What this task involves. Where a picture appears, leave it out, and transcribe all the lines below exactly.

Data supplied section start

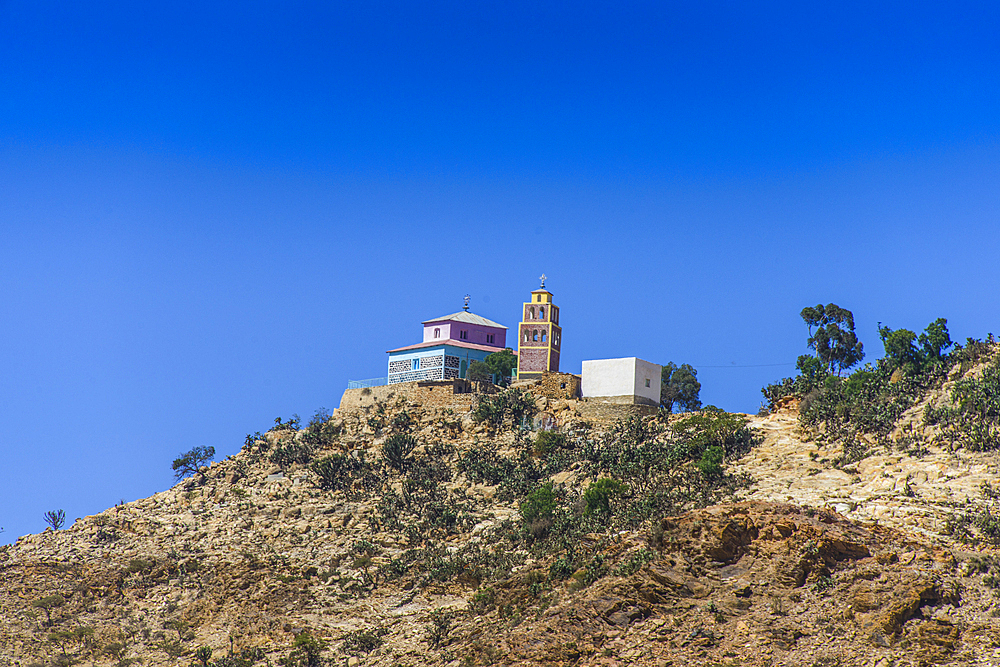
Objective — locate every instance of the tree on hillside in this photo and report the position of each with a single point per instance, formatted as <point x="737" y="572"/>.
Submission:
<point x="902" y="352"/>
<point x="478" y="372"/>
<point x="502" y="365"/>
<point x="679" y="385"/>
<point x="935" y="340"/>
<point x="831" y="335"/>
<point x="55" y="518"/>
<point x="191" y="461"/>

Data supplied section end

Response.
Objective — locate every instance of the tree on hillside in this photo and report the position of each with a single point per instance, formatted as <point x="737" y="572"/>.
Submission:
<point x="902" y="352"/>
<point x="478" y="372"/>
<point x="502" y="365"/>
<point x="679" y="385"/>
<point x="935" y="340"/>
<point x="831" y="335"/>
<point x="55" y="518"/>
<point x="191" y="461"/>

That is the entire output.